• [Available data]
----------
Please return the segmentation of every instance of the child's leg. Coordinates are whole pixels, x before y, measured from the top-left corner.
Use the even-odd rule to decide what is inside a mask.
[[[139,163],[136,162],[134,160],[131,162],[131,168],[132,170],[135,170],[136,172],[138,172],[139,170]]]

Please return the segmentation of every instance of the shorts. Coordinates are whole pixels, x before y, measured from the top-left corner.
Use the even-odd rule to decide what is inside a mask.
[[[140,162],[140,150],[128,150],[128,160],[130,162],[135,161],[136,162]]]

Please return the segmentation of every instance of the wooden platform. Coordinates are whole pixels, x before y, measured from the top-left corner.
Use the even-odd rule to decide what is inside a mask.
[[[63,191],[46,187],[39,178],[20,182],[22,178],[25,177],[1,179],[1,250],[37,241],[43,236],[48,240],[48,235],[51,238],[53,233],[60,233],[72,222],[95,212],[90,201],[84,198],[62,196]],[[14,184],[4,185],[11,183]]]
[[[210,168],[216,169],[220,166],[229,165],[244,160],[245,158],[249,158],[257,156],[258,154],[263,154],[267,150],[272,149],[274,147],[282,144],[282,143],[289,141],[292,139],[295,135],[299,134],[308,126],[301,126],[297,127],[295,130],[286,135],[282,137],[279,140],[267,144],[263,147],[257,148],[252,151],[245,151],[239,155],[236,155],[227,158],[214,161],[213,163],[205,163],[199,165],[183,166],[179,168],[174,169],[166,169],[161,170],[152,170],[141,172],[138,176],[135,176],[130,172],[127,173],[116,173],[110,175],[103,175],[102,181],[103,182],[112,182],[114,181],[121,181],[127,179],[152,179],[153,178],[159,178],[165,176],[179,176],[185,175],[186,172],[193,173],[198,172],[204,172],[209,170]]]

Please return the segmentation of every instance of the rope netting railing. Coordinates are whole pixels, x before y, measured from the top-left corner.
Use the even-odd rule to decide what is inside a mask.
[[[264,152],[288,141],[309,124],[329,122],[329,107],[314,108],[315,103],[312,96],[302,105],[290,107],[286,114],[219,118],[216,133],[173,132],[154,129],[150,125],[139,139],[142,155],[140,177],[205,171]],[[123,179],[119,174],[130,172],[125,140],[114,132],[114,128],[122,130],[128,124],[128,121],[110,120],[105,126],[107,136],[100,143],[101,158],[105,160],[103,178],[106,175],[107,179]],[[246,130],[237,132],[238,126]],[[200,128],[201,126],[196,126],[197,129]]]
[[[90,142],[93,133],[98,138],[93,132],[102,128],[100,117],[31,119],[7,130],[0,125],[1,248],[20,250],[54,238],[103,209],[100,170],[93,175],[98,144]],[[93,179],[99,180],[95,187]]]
----------
• [What the task requires] Could you repeat the material from the line containing "Please return the segmentation of every instance of the rope" through the end, swapping "rope netting railing" for "net railing" and leaving everything else unchanged?

• [Problem solution]
Please return the segmentation of every instance of the net railing. Coordinates are whole pixels, x before y, measured from the top-left corner.
Use the even-odd rule to decide what is inside a mask.
[[[264,152],[288,141],[309,124],[329,122],[329,107],[314,108],[315,103],[312,96],[302,105],[290,107],[286,114],[219,118],[216,133],[173,132],[154,129],[150,125],[139,139],[142,155],[140,177],[205,171]],[[123,179],[119,174],[130,172],[125,140],[114,132],[114,128],[122,130],[128,124],[128,121],[110,120],[105,126],[107,136],[100,143],[101,158],[105,160],[103,178],[106,175],[107,179]],[[246,130],[237,132],[238,126]],[[200,128],[201,126],[196,126],[197,129]]]
[[[90,142],[93,133],[98,138],[93,132],[102,128],[100,117],[31,119],[7,130],[0,125],[1,248],[20,250],[54,238],[103,209],[100,170],[93,175],[98,144]],[[93,179],[99,180],[95,187]]]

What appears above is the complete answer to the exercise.